* **Excerpted passage**:
*** Block opens ***
Those good old days. Why do they sound more interesting than the time we live in?
By Leslie Silbert Atria Books, Simon & Schuster ($24) |
For suspense novelists, the past is also easier to manipulate than this world where circumstances -- and allies -- change daily.
Leslie Silbert is a new entry in the crowded suspense genre, but her publisher bills her as an expert, telling us: "She works as a private investigator under the guidance of a former CIA officer."
Silbert's a double threat as well, having "studied Renaissance literature at Oxford."
Thanks to those Machivellian Medicis, spying became one of the Renaissance arts, practiced with gusto by the English during the games of religious musical chairs they played in the 16th century.
Silbert then should bring both academic and street knowledge to her new pursuit as a writer, but, alas, her maiden voyage is launched on choppy seas. She alternates scenes from the final days of playwright Christopher Marlowe with a contemporary tale featuring private eye-CIA operative (no surprise) Kate Morgan.
Marlowe is believed to have been a double-dipper, moonlighting as an "intelligencer" or spy for agents of Queen Elizabeth between writing his popular potboilers for the London crowd. He was killed in 1593, a victim, in the official version, of a tavern squabble.
Silbert shows off her scholarship quite nicely when she's following Kit Marlowe around London's fetid streets, but her modern-day story is slow-moving and predictable.
The connection is the discovery of a manuscript of spy files from Marlowe's day that should provide plenty of material for a novel, but Silbert adds another plot thick with Middle Eastern overtones.
*** Block closes ***
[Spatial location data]
*** Block opens ***
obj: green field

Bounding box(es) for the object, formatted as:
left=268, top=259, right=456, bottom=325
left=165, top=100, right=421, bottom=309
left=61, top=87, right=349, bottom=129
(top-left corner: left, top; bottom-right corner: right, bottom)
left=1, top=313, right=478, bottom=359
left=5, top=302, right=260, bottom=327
*** Block closes ***
* **Your assignment**: Translate this sentence from the book review into Spanish: "Silbert shows off her scholarship quite nicely when she's following Kit Marlowe around London's fetid streets, but her modern-day story is slow-moving and predictable." These lines are separate material and not part of the book review.

* **Finished exercise**: Silbert luce su erudición bastante bien cuando sigue a Kit Marlowe por las fétidas calles de Londres, pero su historia ambientada en la época actual es lenta y predecible.